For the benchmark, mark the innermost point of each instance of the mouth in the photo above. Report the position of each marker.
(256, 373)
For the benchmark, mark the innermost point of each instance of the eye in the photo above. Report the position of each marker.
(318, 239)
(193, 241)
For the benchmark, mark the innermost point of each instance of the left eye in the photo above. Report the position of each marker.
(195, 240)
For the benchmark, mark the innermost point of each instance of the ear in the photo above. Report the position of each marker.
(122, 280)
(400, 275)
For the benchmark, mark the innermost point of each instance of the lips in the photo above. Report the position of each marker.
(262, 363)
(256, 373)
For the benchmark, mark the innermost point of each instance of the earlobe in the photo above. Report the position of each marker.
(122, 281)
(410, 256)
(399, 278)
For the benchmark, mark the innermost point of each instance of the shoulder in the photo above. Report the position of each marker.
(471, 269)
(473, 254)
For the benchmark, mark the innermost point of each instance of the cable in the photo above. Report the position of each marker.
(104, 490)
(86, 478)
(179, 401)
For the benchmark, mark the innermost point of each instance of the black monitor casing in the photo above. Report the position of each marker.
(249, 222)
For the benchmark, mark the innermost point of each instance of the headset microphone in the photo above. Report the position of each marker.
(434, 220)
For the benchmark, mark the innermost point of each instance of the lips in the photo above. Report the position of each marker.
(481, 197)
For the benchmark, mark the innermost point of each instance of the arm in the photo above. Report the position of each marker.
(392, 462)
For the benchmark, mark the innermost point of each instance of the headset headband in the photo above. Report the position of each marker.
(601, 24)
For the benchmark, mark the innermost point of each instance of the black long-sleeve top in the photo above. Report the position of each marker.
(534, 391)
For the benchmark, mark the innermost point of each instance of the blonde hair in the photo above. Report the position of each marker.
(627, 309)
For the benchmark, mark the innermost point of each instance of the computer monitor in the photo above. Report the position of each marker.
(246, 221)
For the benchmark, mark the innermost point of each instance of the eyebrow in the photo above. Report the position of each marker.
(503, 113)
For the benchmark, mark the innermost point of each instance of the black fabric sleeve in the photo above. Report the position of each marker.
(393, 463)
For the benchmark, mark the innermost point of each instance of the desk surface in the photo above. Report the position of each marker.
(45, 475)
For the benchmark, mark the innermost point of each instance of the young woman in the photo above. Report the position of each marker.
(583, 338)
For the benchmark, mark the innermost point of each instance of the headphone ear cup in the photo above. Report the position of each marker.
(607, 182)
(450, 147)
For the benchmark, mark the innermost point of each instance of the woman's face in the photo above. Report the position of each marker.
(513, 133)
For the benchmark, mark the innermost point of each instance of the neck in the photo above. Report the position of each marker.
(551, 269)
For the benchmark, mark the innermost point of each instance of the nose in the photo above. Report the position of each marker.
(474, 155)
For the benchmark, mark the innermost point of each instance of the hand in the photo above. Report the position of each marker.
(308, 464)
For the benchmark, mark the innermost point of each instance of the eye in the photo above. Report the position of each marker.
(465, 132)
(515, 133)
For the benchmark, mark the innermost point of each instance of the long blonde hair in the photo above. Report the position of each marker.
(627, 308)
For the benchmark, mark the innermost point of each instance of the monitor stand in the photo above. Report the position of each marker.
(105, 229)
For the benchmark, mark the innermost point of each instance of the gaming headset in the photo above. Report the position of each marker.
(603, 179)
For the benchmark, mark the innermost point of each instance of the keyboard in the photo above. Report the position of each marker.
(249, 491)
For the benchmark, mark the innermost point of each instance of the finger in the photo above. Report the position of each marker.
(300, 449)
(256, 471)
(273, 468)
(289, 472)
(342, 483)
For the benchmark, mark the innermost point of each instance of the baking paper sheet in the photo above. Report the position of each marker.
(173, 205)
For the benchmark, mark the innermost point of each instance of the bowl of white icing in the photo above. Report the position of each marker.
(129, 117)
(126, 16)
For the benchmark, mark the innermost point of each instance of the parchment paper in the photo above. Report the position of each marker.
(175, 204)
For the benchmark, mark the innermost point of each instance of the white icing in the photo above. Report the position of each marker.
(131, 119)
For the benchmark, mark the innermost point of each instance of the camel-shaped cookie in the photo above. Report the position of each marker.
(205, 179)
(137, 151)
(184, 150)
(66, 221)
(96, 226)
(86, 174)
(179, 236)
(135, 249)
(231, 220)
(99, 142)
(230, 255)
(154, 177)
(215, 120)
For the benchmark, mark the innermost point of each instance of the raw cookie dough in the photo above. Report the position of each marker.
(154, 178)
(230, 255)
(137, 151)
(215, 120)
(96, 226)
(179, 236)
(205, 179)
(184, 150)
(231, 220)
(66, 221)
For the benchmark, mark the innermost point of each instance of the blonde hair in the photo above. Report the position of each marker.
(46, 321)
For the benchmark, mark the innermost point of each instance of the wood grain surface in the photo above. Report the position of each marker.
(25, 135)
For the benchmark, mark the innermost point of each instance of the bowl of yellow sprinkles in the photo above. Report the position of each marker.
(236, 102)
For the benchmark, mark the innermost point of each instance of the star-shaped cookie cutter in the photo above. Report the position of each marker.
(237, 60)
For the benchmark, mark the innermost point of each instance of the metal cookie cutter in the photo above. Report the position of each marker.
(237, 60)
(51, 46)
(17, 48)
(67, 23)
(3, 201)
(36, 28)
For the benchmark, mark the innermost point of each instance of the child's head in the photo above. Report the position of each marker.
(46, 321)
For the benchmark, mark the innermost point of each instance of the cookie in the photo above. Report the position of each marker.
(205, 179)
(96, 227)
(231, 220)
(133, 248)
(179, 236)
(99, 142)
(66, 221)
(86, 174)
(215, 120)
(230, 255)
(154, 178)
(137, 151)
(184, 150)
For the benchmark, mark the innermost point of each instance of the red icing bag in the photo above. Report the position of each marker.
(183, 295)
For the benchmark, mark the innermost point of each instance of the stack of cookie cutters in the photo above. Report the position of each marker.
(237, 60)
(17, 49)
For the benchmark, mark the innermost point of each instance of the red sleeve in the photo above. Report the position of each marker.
* * * * * * * * *
(WRITTEN PROBLEM): Please render all of the items above as a numbered list, leaving out any blank lines.

(EXERCISE SOLUTION):
1. For the benchmark, mark the innermost point of each instance of the mouth in the photo above. Report the position of each marker.
2. (256, 373)
3. For the benchmark, mark the innermost point of each instance of the eye in the photo above. Report the position of each marker.
4. (318, 239)
5. (193, 241)
6. For the benchmark, mark the innermost point of each instance of the left eye in the photo above. Report the position of each marker.
7. (195, 240)
8. For the benchmark, mark the innermost point of each instance of the ear in the photo above. Report the position of each marker.
9. (122, 280)
10. (400, 275)
11. For the benchmark, mark the innermost point of each instance of the lips in the photo above. Report the position of each marker.
12. (262, 363)
13. (256, 373)
14. For the benchmark, mark the innermost point of each instance of the earlobe in the photo above. Report the position of each marker.
15. (122, 281)
16. (410, 256)
17. (399, 278)
18. For the benchmark, mark the innermost point of each instance of the shoulder in the photo above. Report the position of each marker.
19. (471, 269)
20. (473, 254)
21. For the benchmark, mark the innermost point of each instance of the cable in the photo above. Report the position of each marker.
22. (104, 490)
23. (86, 478)
24. (179, 401)
25. For the benchmark, mark the innermost point of each instance of the black monitor casing in the photo above. Report the position of each marker.
26. (249, 222)
27. For the benchmark, mark the innermost point of each instance of the headset microphone in the photo above. Report the position of each marker.
28. (434, 220)
29. For the benchmark, mark the innermost point of each instance of the lips in the photo above. Report the position of each marker.
30. (481, 197)
31. For the benchmark, mark the innermost point of each instance of the arm in the photo above. Report the position of each marker.
32. (392, 462)
33. For the benchmark, mark the innermost point of each instance of the headset headband in the photo above. Report the position of each marker.
34. (601, 24)
35. For the benchmark, mark the innermost point of each instance of the black long-sleeve top in the photo above. Report the position of each marker.
36. (534, 391)
37. For the benchmark, mark the innermost point of each instance of the blonde hair in the photo above. Report the position of each marker.
38. (627, 309)
39. For the benchmark, mark the innermost point of each instance of the computer monitor in the photo above. Report the position of each marker.
40. (246, 221)
41. For the benchmark, mark the innermost point of each instance of the eyebrow in the photo above. Report the position of each marker.
42. (503, 113)
43. For the benchmark, mark the innermost point of each instance of the black fabric sleeve in the photo above. Report the position of each marker.
44. (393, 463)
45. For the benchmark, mark the innermost point of each instance of the desk surface in the photo above. Report the position of each marker.
46. (45, 475)
47. For the benchmark, mark the innermost point of each instance of the young woman in the photo above. Report the position of each marker.
48. (583, 338)
49. For the benchmark, mark the innermost point of each instance of the headphone ear cup in the photo above. Report the position of each marker.
50. (607, 182)
51. (450, 147)
52. For the benchmark, mark the innermost point of each instance of the woman's face in the photo above. Report the position of each marker.
53. (513, 133)
54. For the benchmark, mark the innermost point of each instance of the neck in the photo above. Report the position of each marker.
55. (551, 269)
56. For the benchmark, mark the innermost point of each instance of the nose in the photo above. Report the position of each marker.
57. (474, 155)
58. For the benchmark, mark the innermost point of each instance of the hand in the photo above. Report the position of each marker.
59. (308, 464)
60. For the benchmark, mark the innermost point of each instance of the eye in the photo above. Report the position of each marker.
61. (465, 132)
62. (515, 133)
63. For the benchmark, mark the innermost point of each instance of the long blonde hair in the photo above. Report the position of each marker.
64. (627, 308)
65. For the benchmark, mark the innermost point of each instance of the monitor stand in the photo above. Report the position of each marker.
66. (105, 229)
67. For the benchmark, mark the innermost point of each instance of the gaming headset in the photo above. Report the position of each marker.
68. (603, 179)
69. For the benchmark, mark the innermost point of each instance of the keyboard in the photo above. Report the position of each marker.
70. (249, 491)
71. For the benchmark, mark the innermost point of each instance of the finger in the photo above. Report the position of each marker.
72. (300, 449)
73. (256, 471)
74. (273, 468)
75. (289, 472)
76. (342, 483)
77. For the benchmark, mark the innermost point of each instance of the baking paper sheet in the photo above. Report the position of each marker.
78. (173, 205)
79. For the benchmark, mark the innermost point of each instance of the bowl of white icing in the photo above. Report the position of each marker.
80. (129, 117)
81. (126, 16)
82. For the benchmark, mark the innermost point of each instance of the parchment paper in the photo above. Report the position of each marker.
83. (175, 204)
84. For the benchmark, mark the innermost point of each instance of the white icing in the photo above. Report the position of each marker.
85. (131, 119)
86. For the benchmark, mark the innermost point of each instance of the camel-shaped cookie in the photo above. Report the position of each marker.
87. (205, 179)
88. (137, 151)
89. (184, 150)
90. (66, 221)
91. (96, 226)
92. (86, 174)
93. (179, 236)
94. (135, 249)
95. (231, 220)
96. (99, 142)
97. (230, 255)
98. (154, 177)
99. (215, 120)
100. For the benchmark, mark the innermost point of each instance of the raw cookie dough in the photo above. Report the position of each marker.
101. (154, 178)
102. (230, 255)
103. (137, 151)
104. (215, 120)
105. (96, 226)
106. (179, 236)
107. (205, 179)
108. (184, 150)
109. (231, 220)
110. (66, 221)
111. For the benchmark, mark the innermost point of each instance of the blonde hair in the photo above. Report the position of each marker.
112. (46, 321)
113. For the benchmark, mark the innermost point of each instance of the wood grain surface in the photo above. Report the position of each marker.
114. (25, 135)
115. For the benchmark, mark the innermost point of each instance of the bowl of yellow sprinkles in the photo above. Report the position of each marker.
116. (236, 102)
117. For the benchmark, mark the innermost point of each instance of the star-shaped cookie cutter in the photo above. Report the position of each marker.
118. (237, 60)
119. For the benchmark, mark the innermost point of each instance of the metal cookie cutter in the photo above. Report the position of each marker.
120. (237, 60)
121. (51, 46)
122. (17, 48)
123. (67, 23)
124. (3, 201)
125. (36, 28)
126. For the benchmark, mark the innermost point of each instance of the child's head in the photo above. Report the position of each marker.
127. (46, 321)
128. For the benchmark, mark the innermost point of each instance of the cookie in the photo above. Report the position of each marker.
129. (205, 179)
130. (96, 227)
131. (231, 220)
132. (133, 248)
133. (179, 236)
134. (99, 142)
135. (66, 221)
136. (86, 174)
137. (215, 120)
138. (230, 255)
139. (154, 178)
140. (137, 151)
141. (184, 150)
142. For the benchmark, mark the innermost point of each instance of the red icing bag in the photo above. Report the position of each marker.
143. (183, 295)
144. For the benchmark, mark the innermost point of each instance of the stack of cookie cutters in the photo above. Report the position of each marker.
145. (237, 60)
146. (17, 49)
147. For the benchmark, mark the innermost point of each instance of the red sleeve in the photo above. Report the position of each marker.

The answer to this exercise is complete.